> **REQUEST 1**: In the forum thread about finding oak for smoking, translate this sentence into Spanish: "Give some tree trimming places a call."
> **REQUEST 2**: Pick up the forum thread about finding oak for smoking from where it stops.

> **PROVIDED TEXT**:
# my old days



## mavadakin (Nov 9, 2007)

i use to do all my smoking and grilling on oak wood..use to buy a whole gaRAGE WALL OF SOLID GOOD OAK..the most woinderfull thing about oak is that it burns steady at 450 degrees..can get hotter in the coal area..but all my old time smokes were done with a weber 21 inch kettle grill....as a fabracater i made a plate with doors to fit over the fire area..where i would chop up my oak and place it into the fire box..then close the door..just open the vents enough at the bottom and off you go..my problem now is finding good oak for my smoker..sure i go to the market and can buy old #7 jack dans for 5 buck a bag lol.. but im tired of ordering everything online..is there any place close to traverse city i can buy good oak..  thanks for the help mike


----------



## bbq bubba (Nov 9, 2007)

Cmon bro, awful lotta oak in the wood's around you!!  Just take a saturday ride and pick up some deadfall.


----------



## fatback joe (Nov 9, 2007)

Give some tree trimming places a call. I would imagine they can hook you up.


----------



## dacdots (Nov 9, 2007)

> **DATA SEGMENT**:
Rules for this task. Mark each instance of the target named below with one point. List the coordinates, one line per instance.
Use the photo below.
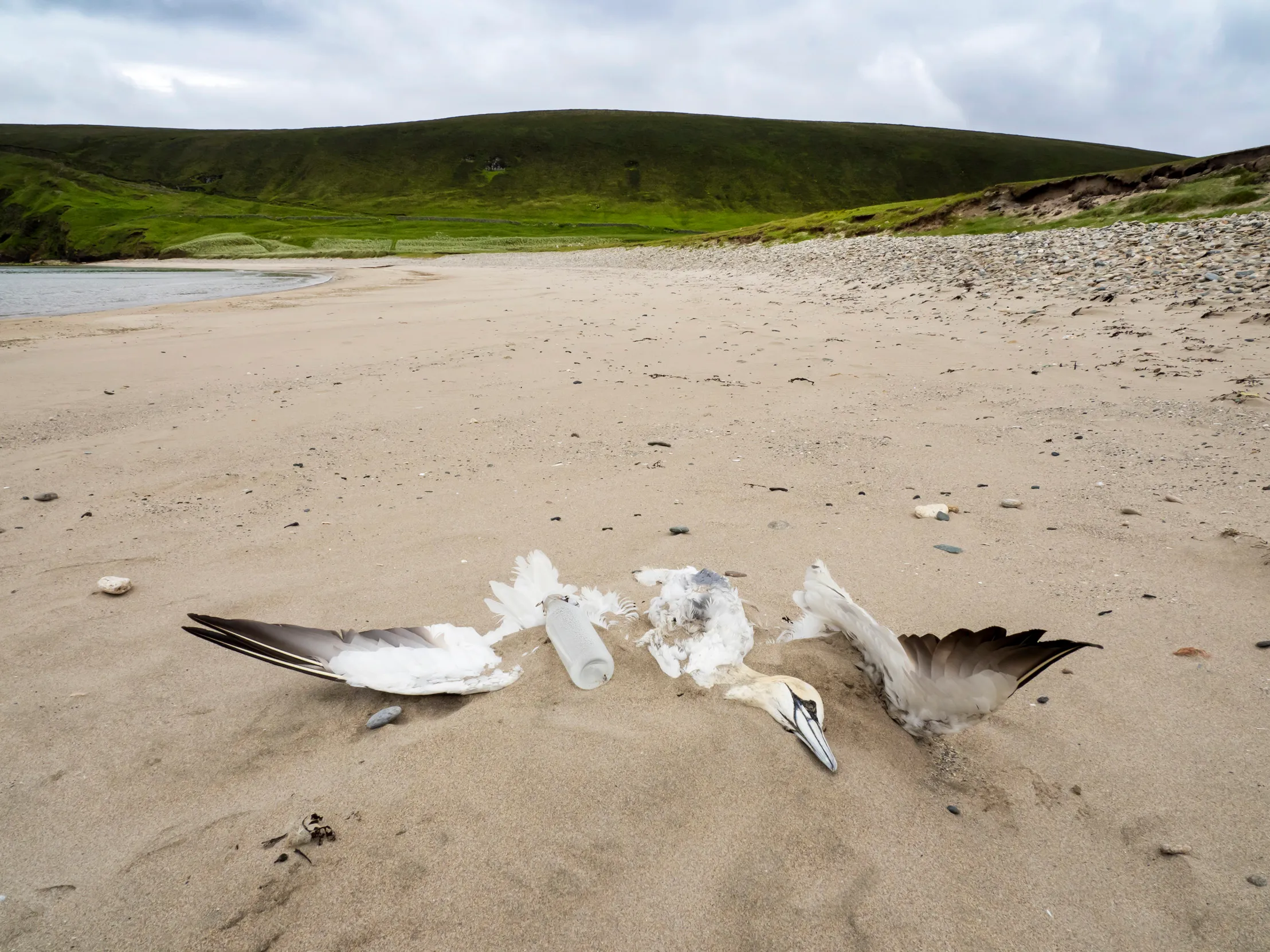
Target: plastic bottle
(581, 650)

> **EXERCISE RESPONSE 1**: Llama a algunas empresas de poda de árboles.

> **EXERCISE RESPONSE 2**:
Surely someone around there sells firewood.I can get a full size pickup load for about fifty bucks around here.Usually people cut oak for firewood.Ive found a guy here who has oak and hickory,sure beats the price of buying little bags at the store.


----------



## smokewatcher (Nov 10, 2007)

Wish I had trees around here to get pickings from....other than mesquite that is.  Great for grillin'...not so much for smokin'.


----------



## chris_harper (Nov 10, 2007)

huh?!? i love mesquite for smoking. i would rather use mesquite than any other wood. i use oak and pecan too, but prefer mesquite. oh yeah, did i tell you i love mesquite?


----------



## bbq bubba (Nov 10, 2007)

Ya, gotta go with Chris on that one!!
Mesquite is my favorite smoking wood, you just have to go easy on it for it can get bitter.
I would kill for an endless supply of mesquite, maybe we could trade for say.................some cherry???


----------



## bbq bubba (Nov 10, 2007)

Any luck Mike???
I got a source in Cadillac if that would help!


----------



## smoke freak (Nov 10, 2007)

I can get all the mulberry and apple I can burn. Oak is plentiful. Hickory a rarity. And I too would kill for mesquite.

Call a tree trimmer. They are usually happy to help.


----------



## goat (Nov 10, 2007)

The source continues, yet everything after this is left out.